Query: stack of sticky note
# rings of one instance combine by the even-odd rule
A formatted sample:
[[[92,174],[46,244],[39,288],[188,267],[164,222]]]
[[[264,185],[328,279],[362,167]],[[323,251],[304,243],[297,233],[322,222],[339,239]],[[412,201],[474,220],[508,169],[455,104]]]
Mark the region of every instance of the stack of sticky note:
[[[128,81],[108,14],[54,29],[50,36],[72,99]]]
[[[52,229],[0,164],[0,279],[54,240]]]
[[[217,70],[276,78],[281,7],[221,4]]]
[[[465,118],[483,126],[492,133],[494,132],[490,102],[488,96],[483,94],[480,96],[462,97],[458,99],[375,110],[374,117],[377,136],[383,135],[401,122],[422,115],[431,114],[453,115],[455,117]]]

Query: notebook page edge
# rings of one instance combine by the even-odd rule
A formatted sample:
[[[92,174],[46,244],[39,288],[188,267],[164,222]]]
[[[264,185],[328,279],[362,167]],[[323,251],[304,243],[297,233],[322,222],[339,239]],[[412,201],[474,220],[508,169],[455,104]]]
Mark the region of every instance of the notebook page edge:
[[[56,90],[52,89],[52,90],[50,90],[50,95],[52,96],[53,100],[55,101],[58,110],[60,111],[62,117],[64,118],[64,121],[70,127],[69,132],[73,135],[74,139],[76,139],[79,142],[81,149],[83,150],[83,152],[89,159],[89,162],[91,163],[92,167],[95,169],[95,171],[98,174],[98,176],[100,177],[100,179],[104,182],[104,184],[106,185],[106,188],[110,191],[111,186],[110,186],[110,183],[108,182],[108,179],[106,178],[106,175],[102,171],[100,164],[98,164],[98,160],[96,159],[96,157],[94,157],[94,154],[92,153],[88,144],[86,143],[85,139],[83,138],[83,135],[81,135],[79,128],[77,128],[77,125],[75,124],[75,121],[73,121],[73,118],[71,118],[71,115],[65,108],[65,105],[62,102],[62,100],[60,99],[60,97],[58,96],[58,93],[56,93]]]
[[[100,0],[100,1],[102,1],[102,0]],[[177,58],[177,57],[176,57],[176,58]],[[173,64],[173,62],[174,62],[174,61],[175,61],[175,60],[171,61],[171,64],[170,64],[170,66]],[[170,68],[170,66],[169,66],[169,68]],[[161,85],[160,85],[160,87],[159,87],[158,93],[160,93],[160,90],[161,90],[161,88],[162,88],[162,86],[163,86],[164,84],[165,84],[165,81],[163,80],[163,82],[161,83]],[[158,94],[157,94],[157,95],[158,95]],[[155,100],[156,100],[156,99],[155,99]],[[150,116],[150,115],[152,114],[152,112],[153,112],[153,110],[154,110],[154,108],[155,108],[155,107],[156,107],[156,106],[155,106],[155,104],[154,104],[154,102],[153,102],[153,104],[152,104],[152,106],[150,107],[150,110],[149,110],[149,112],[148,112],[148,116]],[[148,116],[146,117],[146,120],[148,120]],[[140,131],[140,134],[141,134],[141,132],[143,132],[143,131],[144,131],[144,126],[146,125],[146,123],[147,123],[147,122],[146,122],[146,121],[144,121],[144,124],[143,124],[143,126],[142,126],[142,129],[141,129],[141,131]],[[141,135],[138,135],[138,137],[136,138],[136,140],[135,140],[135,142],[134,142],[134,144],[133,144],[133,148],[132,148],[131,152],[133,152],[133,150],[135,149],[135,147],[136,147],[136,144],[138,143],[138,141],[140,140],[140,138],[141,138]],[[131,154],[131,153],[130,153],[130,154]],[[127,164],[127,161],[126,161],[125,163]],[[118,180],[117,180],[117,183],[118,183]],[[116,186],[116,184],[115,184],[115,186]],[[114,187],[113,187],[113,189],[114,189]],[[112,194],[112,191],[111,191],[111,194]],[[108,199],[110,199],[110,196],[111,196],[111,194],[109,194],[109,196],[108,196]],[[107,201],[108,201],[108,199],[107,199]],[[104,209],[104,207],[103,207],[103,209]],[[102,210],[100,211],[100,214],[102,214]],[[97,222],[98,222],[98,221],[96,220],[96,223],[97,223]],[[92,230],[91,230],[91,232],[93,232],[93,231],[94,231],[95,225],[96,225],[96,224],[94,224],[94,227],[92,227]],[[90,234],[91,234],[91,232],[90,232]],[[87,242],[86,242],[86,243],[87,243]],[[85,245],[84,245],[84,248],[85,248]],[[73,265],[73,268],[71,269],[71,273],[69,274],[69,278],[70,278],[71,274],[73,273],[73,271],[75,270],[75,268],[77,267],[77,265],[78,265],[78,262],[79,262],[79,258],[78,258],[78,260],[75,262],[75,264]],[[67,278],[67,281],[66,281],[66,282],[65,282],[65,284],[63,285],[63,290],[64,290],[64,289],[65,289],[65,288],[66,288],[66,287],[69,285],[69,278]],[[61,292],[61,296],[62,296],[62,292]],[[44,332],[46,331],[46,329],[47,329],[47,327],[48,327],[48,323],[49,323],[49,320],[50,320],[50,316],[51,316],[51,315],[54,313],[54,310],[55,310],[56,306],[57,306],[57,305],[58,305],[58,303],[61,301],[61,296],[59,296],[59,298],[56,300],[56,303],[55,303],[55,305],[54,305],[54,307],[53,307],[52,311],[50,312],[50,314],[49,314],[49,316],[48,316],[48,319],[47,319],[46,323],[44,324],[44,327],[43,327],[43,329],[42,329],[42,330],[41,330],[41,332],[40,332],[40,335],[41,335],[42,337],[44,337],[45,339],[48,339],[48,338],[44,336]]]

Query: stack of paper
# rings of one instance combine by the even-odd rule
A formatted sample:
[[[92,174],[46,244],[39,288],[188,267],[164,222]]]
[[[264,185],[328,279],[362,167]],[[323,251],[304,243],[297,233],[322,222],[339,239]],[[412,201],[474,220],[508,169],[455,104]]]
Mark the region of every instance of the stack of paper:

What is required:
Quote the material exactly, leaving nothing out.

Task response:
Query: stack of sticky note
# rings of one instance combine by the even-odd rule
A formatted sample:
[[[92,174],[46,244],[39,288],[188,267],[164,222]]]
[[[264,185],[328,279],[362,167]],[[323,251],[304,243],[297,233],[322,222],[339,239]],[[412,201],[474,220],[508,169],[455,104]]]
Mark the region of every instance of the stack of sticky note:
[[[128,81],[108,14],[54,29],[50,36],[72,99]]]
[[[52,229],[0,164],[0,279],[54,240]]]
[[[217,70],[276,78],[281,7],[221,4]]]
[[[465,118],[483,126],[492,133],[494,132],[490,102],[488,96],[483,94],[480,96],[462,97],[458,99],[375,110],[374,117],[377,136],[383,135],[401,122],[422,115],[431,114],[453,115],[455,117]]]

Query: notebook page edge
# rings of one instance combine by the even-odd rule
A formatted sample:
[[[92,174],[46,244],[39,288],[188,267],[164,222]]]
[[[264,185],[328,279],[362,167]],[[323,251],[304,243],[297,233],[322,222],[339,239]],[[412,201],[474,220],[508,169],[455,104]]]
Mark the region of every instance of the notebook page edge:
[[[56,90],[52,89],[52,90],[50,90],[50,95],[52,96],[53,100],[55,101],[58,110],[60,111],[62,117],[64,118],[64,121],[70,127],[69,132],[73,135],[74,139],[76,139],[79,142],[81,149],[83,150],[83,152],[89,159],[89,162],[91,163],[92,167],[95,169],[95,171],[98,174],[98,176],[100,177],[100,179],[104,182],[104,184],[106,185],[106,188],[110,191],[111,186],[110,186],[110,183],[108,182],[108,179],[106,178],[106,175],[102,171],[100,164],[98,164],[98,160],[96,159],[96,157],[94,157],[94,154],[92,153],[88,144],[86,143],[85,139],[83,138],[83,135],[81,135],[79,128],[77,128],[77,125],[75,124],[75,121],[73,121],[73,118],[71,118],[71,115],[65,108],[65,105],[62,102],[62,100],[60,99],[60,97],[58,96],[58,93],[56,93]]]
[[[100,0],[100,1],[102,1],[102,0]],[[177,58],[177,57],[176,57],[176,58]],[[173,64],[173,62],[174,62],[174,61],[175,61],[175,60],[171,61],[171,64],[170,64],[170,66]],[[170,68],[170,66],[169,66],[169,68]],[[161,85],[160,85],[160,87],[159,87],[158,93],[160,93],[160,90],[161,90],[161,88],[162,88],[162,86],[163,86],[164,84],[165,84],[165,81],[163,80],[163,82],[161,83]],[[158,94],[157,94],[157,95],[158,95]],[[155,100],[156,100],[156,99],[155,99]],[[150,116],[150,115],[152,114],[152,112],[153,112],[153,110],[154,110],[154,108],[155,108],[155,107],[156,107],[156,106],[155,106],[155,104],[154,104],[154,102],[153,102],[153,104],[152,104],[152,106],[150,107],[150,110],[149,110],[149,112],[148,112],[148,116]],[[148,116],[146,117],[146,120],[148,120]],[[140,131],[140,134],[141,134],[141,132],[143,132],[143,131],[144,131],[144,126],[146,125],[146,123],[147,123],[147,122],[146,122],[146,121],[144,121],[144,124],[143,124],[143,126],[142,126],[142,129],[141,129],[141,131]],[[141,135],[138,135],[138,137],[136,138],[136,140],[135,140],[135,142],[134,142],[134,144],[133,144],[133,148],[132,148],[131,152],[133,152],[133,150],[135,149],[135,147],[136,147],[136,144],[138,143],[138,141],[140,140],[140,138],[141,138]],[[131,154],[131,153],[130,153],[130,154]],[[127,164],[127,161],[126,161],[125,163]],[[118,180],[117,180],[117,183],[118,183]],[[116,186],[116,184],[115,184],[115,186]],[[114,187],[113,187],[113,189],[114,189]],[[112,194],[112,191],[111,191],[111,194]],[[108,199],[110,199],[110,196],[111,196],[111,194],[109,194],[109,196],[108,196]],[[107,201],[108,201],[108,199],[107,199]],[[104,209],[104,207],[103,207],[103,209]],[[102,210],[100,211],[100,214],[102,214]],[[97,222],[98,222],[98,221],[96,220],[96,223],[97,223]],[[92,230],[91,230],[91,232],[93,232],[93,231],[94,231],[95,225],[96,225],[96,224],[94,224],[94,227],[92,227]],[[90,234],[91,234],[91,232],[90,232]],[[87,242],[86,242],[86,243],[87,243]],[[85,245],[84,245],[84,248],[85,248]],[[73,265],[73,268],[71,269],[71,273],[69,274],[69,278],[70,278],[71,274],[73,273],[73,271],[75,270],[75,268],[77,267],[77,265],[78,265],[78,262],[79,262],[79,258],[78,258],[78,260],[75,262],[75,264]],[[67,278],[67,281],[66,281],[66,282],[65,282],[65,284],[63,285],[63,290],[64,290],[64,289],[65,289],[65,288],[66,288],[66,287],[69,285],[69,278]],[[61,292],[61,296],[62,296],[62,292]],[[44,332],[46,331],[46,329],[47,329],[47,327],[48,327],[48,323],[49,323],[49,320],[50,320],[50,316],[51,316],[51,315],[54,313],[54,310],[55,310],[56,306],[57,306],[57,305],[58,305],[58,303],[61,301],[61,296],[59,296],[59,298],[56,300],[56,303],[55,303],[55,305],[54,305],[54,307],[53,307],[52,311],[50,312],[50,314],[49,314],[49,316],[48,316],[48,319],[47,319],[46,323],[44,324],[44,327],[43,327],[43,329],[42,329],[42,330],[41,330],[41,332],[40,332],[40,335],[41,335],[42,337],[44,337],[45,339],[48,339],[48,338],[44,336]]]

Query: stack of paper
# rings of one instance combine by the even-odd rule
A formatted sample:
[[[92,174],[46,244],[39,288],[188,267],[164,222]]]
[[[264,185],[328,279],[362,167]],[[323,251],[304,243],[297,233],[322,222],[339,239]],[[412,201],[474,220],[508,169],[455,104]]]
Mark the region of every instance of the stack of paper:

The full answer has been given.